• **Requirement**: Whatever appears in the entries must be given again exactly.
+ + + + + + +
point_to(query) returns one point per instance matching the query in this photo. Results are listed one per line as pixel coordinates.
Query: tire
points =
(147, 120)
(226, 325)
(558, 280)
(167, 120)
+ + + + + + +
• **Result**:
point_to(query) returns one point per instance matching the query in this photo. Results are listed one per line as pixel coordinates.
Query: tire
points =
(147, 120)
(226, 325)
(558, 280)
(167, 120)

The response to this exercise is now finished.